TASK INSTRUCTIONS =>
Set down word for word the lines that begin the entries and run through the line containing "# rows in the form column 234, row 111". Give nothing further.

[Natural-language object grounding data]
((
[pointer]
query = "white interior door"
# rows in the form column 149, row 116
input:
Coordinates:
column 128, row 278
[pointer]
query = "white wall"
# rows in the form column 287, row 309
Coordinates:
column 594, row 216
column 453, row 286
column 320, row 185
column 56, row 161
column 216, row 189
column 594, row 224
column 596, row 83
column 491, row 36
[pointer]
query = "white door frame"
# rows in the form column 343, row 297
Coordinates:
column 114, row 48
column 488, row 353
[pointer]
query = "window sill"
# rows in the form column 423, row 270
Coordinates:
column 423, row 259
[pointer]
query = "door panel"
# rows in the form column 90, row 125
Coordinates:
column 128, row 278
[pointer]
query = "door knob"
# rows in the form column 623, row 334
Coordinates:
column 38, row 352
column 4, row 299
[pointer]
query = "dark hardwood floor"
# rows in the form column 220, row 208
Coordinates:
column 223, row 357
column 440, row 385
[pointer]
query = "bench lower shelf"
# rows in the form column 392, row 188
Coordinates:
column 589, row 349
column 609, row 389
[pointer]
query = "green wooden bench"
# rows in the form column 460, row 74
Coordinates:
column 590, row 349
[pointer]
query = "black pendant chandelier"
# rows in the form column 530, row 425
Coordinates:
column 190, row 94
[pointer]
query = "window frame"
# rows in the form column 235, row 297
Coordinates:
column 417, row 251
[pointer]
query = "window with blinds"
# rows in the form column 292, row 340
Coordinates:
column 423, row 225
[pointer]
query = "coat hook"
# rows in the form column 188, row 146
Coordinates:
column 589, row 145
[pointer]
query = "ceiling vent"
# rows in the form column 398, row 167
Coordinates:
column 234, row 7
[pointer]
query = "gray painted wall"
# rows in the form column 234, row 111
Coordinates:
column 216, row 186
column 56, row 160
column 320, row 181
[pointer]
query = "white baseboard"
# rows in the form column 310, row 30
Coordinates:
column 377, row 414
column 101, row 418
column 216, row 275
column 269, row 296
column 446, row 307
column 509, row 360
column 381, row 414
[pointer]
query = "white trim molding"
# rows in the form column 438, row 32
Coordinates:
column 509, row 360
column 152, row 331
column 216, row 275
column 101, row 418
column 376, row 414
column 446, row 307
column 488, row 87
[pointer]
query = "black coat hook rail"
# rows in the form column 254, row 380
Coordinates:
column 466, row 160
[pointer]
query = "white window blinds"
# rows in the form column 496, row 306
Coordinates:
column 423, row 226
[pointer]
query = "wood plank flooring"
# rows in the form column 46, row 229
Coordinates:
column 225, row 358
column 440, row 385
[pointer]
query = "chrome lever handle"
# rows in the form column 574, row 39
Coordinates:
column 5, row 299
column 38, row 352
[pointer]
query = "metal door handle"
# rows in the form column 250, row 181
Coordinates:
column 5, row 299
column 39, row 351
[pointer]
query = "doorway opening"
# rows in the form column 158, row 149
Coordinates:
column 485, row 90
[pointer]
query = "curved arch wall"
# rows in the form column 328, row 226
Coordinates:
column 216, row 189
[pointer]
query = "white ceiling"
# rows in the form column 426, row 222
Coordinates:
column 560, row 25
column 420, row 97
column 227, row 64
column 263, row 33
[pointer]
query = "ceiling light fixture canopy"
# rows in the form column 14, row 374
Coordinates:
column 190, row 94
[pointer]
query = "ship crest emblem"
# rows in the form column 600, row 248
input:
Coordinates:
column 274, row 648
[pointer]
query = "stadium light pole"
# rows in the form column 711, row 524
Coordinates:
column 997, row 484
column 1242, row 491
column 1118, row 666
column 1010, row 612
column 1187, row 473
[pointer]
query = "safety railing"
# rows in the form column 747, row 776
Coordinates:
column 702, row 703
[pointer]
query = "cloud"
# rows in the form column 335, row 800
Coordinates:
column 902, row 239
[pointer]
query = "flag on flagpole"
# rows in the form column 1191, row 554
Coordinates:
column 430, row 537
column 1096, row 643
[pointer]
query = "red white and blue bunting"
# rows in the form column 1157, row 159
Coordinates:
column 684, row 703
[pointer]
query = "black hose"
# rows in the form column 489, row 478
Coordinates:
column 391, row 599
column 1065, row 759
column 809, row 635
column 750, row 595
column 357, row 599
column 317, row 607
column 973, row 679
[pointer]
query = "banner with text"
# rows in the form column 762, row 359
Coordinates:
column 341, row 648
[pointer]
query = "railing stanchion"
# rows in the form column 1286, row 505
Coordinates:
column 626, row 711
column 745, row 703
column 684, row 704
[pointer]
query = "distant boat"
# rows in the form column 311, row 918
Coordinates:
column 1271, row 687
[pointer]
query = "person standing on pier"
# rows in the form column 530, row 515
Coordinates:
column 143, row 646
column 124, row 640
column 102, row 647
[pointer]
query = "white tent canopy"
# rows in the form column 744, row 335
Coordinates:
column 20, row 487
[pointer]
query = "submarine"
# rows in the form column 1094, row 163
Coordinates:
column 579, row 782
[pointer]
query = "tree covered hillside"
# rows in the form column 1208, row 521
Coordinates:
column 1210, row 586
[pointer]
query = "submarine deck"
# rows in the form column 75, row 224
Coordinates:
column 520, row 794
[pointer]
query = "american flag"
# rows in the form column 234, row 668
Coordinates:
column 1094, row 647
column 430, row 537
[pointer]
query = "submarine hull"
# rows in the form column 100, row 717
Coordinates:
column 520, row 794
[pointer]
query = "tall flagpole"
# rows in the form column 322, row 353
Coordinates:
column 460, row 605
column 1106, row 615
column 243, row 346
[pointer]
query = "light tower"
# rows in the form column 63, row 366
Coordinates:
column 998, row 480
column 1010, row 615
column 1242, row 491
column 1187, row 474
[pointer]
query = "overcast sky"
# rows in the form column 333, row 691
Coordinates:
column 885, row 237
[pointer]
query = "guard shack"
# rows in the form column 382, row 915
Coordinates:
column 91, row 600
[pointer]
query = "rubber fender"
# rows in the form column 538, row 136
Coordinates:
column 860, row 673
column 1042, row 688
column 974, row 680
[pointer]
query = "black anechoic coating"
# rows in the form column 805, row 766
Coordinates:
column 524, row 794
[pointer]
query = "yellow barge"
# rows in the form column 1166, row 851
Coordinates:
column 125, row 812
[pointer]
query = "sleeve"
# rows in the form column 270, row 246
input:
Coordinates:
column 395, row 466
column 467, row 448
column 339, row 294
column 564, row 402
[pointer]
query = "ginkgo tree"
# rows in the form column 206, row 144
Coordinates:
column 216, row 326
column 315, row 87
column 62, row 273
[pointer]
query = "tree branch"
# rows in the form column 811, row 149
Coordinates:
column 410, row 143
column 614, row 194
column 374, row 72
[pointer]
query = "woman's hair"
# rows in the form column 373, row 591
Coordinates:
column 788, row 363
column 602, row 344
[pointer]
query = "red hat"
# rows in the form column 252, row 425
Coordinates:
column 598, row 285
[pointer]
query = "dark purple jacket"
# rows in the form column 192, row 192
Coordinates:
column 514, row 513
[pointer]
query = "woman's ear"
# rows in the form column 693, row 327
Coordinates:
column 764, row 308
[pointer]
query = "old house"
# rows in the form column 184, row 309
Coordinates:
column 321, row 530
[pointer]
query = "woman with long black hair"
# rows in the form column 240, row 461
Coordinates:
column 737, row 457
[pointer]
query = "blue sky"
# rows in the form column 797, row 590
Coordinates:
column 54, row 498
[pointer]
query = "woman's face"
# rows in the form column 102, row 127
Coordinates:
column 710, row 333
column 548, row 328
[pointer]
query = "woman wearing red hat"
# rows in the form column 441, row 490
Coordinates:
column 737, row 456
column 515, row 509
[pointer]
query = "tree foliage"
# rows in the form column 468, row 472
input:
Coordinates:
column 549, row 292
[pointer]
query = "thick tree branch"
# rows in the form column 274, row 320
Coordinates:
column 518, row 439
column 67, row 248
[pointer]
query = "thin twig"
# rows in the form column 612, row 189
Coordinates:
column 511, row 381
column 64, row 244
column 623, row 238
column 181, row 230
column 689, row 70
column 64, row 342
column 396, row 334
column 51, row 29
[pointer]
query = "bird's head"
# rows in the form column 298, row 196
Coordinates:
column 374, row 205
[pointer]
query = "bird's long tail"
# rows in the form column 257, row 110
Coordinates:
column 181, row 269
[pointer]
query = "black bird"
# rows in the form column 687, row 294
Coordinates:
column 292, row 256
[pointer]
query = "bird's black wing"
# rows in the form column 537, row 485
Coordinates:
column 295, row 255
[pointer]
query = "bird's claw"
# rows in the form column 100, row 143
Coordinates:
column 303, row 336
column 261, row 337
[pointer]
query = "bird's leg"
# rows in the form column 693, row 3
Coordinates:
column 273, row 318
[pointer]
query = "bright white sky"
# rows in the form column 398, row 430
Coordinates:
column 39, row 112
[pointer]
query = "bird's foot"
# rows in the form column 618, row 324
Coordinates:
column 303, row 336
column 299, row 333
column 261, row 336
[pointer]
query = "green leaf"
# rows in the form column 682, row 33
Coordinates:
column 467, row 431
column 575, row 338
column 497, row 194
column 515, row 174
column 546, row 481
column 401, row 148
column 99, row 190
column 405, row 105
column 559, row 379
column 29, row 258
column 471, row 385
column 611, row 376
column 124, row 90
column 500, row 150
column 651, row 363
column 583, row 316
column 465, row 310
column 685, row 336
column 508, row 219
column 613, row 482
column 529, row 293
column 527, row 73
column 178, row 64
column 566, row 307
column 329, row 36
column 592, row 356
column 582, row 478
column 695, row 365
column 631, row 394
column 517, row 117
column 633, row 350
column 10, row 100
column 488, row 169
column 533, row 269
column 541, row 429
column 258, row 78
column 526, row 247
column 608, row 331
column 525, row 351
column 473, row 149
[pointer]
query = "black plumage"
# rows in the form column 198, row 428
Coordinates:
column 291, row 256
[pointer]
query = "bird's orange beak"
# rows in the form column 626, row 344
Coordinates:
))
ANSWER SECTION =>
[pointer]
query = "white interior door"
# rows in the form column 149, row 116
input:
Coordinates:
column 128, row 278
[pointer]
query = "white wall"
# rows in the form column 287, row 309
Coordinates:
column 594, row 216
column 453, row 286
column 320, row 185
column 56, row 161
column 216, row 189
column 594, row 224
column 596, row 83
column 491, row 36
[pointer]
query = "white door frame"
# rows in the form column 343, row 297
Coordinates:
column 114, row 48
column 488, row 353
[pointer]
query = "window sill"
# rows in the form column 423, row 270
Coordinates:
column 423, row 259
[pointer]
query = "door panel"
# rows in the form column 90, row 125
Coordinates:
column 128, row 278
[pointer]
query = "door knob"
# rows in the form column 623, row 334
Coordinates:
column 38, row 352
column 4, row 299
[pointer]
query = "dark hardwood floor"
# rows in the form column 220, row 208
Coordinates:
column 223, row 357
column 440, row 385
[pointer]
query = "bench lower shelf"
# rows in the form column 392, row 188
Coordinates:
column 589, row 349
column 609, row 389
[pointer]
query = "green wooden bench"
# rows in the form column 460, row 74
Coordinates:
column 590, row 349
[pointer]
query = "black pendant chandelier"
# rows in the form column 530, row 425
Coordinates:
column 190, row 94
[pointer]
query = "window frame"
# rows in the form column 235, row 297
Coordinates:
column 417, row 251
[pointer]
query = "window with blinds"
# rows in the form column 292, row 340
Coordinates:
column 423, row 225
[pointer]
query = "coat hook"
# rows in the form column 188, row 146
Coordinates:
column 589, row 145
[pointer]
query = "ceiling vent"
# rows in the form column 398, row 167
Coordinates:
column 234, row 7
[pointer]
query = "gray painted wall"
# rows in the form column 234, row 111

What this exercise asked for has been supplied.